▶ TO BE DONE:
[1] According to the Apache module passage, what is called at startup in each module in Apache 2.0?
[2] Return the part of the Apache module passage starting at "Another feature of" and ending at "also extremely efficient.".

▶ GIVEN TEXT:
::::
20.7 Access to Configuration and Request Information

All this sounds horribly complicated, and, to be honest, it is. But unless you plan to mess around with the guts of Apache (which this book does not encourage you to do), all you really need to know is that these structures exist and that your module can access them at the appropriate moments. Each function exported by a module gets access to the appropriate structure to enable it to function. The appropriate structure depends on the function, of course, but it is typically either a server_rec, the module's per-directory configuration structure (or two), or a request_rec. As we saw earlier, if you have a server_rec, you can get access to your per-server configuration, and if you have a request_rec, you can get access to both your per-server and your per-directory configurations.

20.8 Hooks, Optional Hooks, and Optional Functions

In Apache 1.x modules hooked into the appropriate "phases" of the main server by putting functions into appropriate slots in the module structure. This process is known as "hooking." This has been revised in Apache 2.0 — instead a single function is called at startup in each module, and this registers the functions that need to be called. The registration process also permits the module to specify how it should be ordered relative to other modules for each hook. (In Apache 1.x this was only possible for all hooks in a module instead of individually and also had to be done in the configuration file, rather than being done by the module itself.)

This approach has various advantages. First, the list of hooks can be extended arbitrarily without causing each function to have a huge unwieldy list of NULL entries. Second, optional modules can export their own hooks, which are only invoked when the module is present, but can be registered regardless — and this can be done without modification of the core code.

Another feature of hooks that we think is pretty cool is that, although they are dynamic, they are still typesafe — that is, the compiler will complain if the type of the function registered for a hook doesn't match the hook (and each hook can use a different type of function).[2] They are also extremely efficient.
::::
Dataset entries
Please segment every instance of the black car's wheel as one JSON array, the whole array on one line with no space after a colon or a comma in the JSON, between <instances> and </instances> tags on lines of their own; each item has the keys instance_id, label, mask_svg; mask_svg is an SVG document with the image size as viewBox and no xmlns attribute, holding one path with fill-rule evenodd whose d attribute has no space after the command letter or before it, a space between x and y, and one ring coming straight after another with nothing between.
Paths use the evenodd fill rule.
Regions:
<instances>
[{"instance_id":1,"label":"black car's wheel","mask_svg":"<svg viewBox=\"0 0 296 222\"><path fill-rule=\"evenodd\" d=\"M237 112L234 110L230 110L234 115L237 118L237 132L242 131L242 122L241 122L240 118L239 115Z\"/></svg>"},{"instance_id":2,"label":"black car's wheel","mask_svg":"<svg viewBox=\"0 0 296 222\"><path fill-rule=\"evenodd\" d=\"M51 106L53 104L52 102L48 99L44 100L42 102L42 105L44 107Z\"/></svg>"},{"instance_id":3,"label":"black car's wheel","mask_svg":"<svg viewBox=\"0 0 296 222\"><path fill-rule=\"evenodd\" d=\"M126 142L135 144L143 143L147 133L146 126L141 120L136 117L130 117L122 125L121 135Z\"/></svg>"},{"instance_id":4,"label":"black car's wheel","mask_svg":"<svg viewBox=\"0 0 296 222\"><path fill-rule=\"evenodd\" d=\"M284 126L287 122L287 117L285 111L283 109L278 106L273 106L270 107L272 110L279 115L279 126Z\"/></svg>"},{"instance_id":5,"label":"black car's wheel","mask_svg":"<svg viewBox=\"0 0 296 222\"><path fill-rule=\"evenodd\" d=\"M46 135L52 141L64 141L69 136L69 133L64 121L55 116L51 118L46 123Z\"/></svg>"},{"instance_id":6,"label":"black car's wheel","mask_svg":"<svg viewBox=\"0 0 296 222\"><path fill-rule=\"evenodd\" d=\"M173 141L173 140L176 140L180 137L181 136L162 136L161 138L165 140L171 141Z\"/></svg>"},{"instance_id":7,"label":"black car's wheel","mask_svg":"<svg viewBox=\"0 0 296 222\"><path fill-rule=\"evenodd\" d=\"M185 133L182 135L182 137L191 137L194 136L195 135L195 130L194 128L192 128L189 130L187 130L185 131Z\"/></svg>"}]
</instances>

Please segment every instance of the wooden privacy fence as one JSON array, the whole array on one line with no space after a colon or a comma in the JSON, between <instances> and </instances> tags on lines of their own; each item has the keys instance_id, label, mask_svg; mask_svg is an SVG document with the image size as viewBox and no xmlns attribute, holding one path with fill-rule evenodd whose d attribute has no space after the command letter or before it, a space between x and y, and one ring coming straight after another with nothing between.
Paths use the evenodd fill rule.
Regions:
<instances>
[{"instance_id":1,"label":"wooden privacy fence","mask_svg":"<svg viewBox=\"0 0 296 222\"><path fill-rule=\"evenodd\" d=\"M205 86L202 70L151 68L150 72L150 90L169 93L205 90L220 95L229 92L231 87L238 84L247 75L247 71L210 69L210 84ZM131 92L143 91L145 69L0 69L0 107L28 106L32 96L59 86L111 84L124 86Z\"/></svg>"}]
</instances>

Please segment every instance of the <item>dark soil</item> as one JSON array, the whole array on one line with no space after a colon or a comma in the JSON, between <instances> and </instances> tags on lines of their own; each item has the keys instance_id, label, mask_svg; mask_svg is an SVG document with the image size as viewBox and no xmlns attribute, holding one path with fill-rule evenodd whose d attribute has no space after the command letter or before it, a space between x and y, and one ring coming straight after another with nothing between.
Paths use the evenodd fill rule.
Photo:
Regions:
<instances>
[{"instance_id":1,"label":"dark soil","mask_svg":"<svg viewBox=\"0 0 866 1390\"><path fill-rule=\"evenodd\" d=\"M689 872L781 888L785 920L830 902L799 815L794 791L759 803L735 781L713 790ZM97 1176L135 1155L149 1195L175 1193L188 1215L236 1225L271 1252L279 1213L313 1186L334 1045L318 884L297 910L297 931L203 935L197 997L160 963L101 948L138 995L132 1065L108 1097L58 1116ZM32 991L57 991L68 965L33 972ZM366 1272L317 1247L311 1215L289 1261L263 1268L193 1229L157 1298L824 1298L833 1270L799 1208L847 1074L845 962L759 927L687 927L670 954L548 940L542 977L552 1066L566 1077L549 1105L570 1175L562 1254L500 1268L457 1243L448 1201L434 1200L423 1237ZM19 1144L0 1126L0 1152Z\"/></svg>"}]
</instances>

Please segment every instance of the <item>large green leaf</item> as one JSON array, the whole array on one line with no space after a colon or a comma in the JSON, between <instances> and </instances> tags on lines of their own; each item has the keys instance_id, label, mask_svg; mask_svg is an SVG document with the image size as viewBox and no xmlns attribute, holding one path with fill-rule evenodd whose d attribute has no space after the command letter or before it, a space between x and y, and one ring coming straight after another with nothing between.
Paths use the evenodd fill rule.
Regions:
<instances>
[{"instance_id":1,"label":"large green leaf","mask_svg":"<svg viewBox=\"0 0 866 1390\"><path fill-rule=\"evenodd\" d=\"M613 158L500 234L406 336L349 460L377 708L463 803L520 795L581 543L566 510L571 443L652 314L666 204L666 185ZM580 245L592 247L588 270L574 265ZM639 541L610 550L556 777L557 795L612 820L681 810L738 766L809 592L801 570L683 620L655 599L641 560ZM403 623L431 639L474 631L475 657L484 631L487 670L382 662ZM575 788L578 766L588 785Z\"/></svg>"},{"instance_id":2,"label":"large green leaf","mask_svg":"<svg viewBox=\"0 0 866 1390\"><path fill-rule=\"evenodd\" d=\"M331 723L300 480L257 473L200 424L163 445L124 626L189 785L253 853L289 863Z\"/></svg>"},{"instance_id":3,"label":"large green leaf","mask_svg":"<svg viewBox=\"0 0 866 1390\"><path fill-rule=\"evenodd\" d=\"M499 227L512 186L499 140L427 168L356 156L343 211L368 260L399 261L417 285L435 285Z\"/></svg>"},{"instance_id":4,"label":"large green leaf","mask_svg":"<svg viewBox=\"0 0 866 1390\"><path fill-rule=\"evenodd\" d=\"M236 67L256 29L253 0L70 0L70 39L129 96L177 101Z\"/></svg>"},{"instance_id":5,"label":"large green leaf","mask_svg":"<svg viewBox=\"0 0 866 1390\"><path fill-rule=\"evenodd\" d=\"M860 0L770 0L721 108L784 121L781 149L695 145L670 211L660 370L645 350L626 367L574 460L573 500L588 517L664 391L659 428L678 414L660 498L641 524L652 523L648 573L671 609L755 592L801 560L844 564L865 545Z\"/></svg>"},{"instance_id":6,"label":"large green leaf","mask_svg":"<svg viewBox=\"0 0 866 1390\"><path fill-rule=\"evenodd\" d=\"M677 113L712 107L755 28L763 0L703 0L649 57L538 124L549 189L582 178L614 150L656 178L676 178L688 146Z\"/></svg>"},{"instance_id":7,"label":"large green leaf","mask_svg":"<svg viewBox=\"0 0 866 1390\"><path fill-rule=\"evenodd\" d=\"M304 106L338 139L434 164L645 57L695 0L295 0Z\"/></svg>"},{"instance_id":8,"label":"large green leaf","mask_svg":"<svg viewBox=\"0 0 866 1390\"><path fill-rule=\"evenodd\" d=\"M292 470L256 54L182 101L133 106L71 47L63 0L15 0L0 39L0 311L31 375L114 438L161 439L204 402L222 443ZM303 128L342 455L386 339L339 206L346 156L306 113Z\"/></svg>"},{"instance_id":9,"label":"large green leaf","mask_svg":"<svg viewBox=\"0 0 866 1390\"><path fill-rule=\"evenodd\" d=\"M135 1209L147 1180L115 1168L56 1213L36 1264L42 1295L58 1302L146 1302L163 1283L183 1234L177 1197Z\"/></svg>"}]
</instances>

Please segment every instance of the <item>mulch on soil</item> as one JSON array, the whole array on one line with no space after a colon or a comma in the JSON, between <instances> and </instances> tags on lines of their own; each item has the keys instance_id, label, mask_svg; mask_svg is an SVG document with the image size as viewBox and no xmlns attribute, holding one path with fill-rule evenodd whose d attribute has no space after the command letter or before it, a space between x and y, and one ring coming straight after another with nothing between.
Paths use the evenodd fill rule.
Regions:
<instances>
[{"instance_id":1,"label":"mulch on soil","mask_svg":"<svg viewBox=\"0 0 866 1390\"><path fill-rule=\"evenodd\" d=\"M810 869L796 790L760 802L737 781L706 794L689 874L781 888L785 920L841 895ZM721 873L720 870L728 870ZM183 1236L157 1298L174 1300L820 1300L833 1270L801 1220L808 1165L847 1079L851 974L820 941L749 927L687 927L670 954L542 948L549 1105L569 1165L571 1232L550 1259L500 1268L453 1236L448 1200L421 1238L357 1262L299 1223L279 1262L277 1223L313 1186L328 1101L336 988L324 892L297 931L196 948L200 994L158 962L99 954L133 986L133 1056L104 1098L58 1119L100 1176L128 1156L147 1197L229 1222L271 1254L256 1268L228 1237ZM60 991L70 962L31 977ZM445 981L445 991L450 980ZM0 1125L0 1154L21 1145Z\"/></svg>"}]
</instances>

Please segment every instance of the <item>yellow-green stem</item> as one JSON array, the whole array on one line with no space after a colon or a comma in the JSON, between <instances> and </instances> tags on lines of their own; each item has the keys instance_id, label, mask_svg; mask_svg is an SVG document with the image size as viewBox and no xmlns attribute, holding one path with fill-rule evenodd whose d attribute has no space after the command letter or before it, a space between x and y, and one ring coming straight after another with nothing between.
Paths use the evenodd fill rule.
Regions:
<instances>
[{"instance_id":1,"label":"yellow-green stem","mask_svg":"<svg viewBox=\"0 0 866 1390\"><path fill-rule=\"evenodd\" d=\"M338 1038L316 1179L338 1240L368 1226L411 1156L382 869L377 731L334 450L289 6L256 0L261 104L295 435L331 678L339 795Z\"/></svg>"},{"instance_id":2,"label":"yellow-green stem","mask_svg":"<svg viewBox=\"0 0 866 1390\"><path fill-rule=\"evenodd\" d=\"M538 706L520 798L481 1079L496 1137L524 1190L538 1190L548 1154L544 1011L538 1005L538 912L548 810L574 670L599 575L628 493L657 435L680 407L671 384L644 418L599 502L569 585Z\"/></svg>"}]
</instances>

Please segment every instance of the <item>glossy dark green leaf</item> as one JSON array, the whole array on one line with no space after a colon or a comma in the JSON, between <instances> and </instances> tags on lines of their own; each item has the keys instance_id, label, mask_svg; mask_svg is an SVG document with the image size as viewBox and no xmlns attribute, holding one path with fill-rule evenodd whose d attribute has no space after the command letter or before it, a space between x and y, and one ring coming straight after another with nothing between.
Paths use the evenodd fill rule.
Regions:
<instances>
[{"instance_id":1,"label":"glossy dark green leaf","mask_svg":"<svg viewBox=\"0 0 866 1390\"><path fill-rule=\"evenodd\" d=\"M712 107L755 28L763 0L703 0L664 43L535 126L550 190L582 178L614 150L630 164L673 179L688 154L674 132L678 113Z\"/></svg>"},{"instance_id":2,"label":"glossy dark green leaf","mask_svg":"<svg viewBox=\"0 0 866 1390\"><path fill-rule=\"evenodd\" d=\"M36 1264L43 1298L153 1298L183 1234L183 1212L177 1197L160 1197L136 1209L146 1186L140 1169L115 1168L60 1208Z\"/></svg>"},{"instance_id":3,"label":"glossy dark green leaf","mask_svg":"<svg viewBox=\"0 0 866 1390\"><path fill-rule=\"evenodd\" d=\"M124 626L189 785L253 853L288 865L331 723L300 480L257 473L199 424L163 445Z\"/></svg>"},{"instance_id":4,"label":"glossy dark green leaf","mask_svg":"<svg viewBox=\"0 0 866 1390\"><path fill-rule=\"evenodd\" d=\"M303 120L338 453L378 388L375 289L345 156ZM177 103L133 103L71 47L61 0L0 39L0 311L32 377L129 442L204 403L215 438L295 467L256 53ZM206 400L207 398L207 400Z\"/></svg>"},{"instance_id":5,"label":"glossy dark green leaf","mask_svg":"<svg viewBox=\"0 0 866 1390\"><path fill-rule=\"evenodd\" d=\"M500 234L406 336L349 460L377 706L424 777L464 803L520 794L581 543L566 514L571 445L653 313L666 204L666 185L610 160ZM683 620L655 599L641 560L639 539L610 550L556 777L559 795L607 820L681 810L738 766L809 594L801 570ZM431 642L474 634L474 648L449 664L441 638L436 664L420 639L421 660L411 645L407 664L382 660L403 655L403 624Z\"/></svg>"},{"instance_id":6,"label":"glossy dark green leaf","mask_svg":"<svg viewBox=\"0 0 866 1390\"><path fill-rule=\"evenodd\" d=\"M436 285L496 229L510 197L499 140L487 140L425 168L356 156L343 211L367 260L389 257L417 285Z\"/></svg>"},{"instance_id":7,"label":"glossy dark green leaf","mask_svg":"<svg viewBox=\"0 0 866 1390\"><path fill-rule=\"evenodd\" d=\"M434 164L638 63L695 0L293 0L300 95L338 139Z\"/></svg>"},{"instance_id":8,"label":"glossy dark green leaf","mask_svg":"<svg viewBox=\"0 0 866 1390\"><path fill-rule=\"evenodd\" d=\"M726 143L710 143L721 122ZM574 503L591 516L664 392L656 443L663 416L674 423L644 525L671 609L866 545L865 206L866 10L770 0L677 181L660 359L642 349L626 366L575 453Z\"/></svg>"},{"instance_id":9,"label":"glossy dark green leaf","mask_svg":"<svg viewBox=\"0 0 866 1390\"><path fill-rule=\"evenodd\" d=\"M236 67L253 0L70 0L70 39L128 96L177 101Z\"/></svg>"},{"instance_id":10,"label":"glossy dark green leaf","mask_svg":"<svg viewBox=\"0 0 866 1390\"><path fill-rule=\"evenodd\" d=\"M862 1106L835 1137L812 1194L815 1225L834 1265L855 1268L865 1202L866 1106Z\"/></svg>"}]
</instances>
::::
▶ TASK ANSWERS:
[1] A single function, which registers the functions that need to be called.

[2]
Another feature of hooks that we think is pretty cool is that, although they are dynamic, they are still typesafe — that is, the compiler will complain if the type of the function registered for a hook doesn't match the hook (and each hook can use a different type of function).[2] They are also extremely efficient.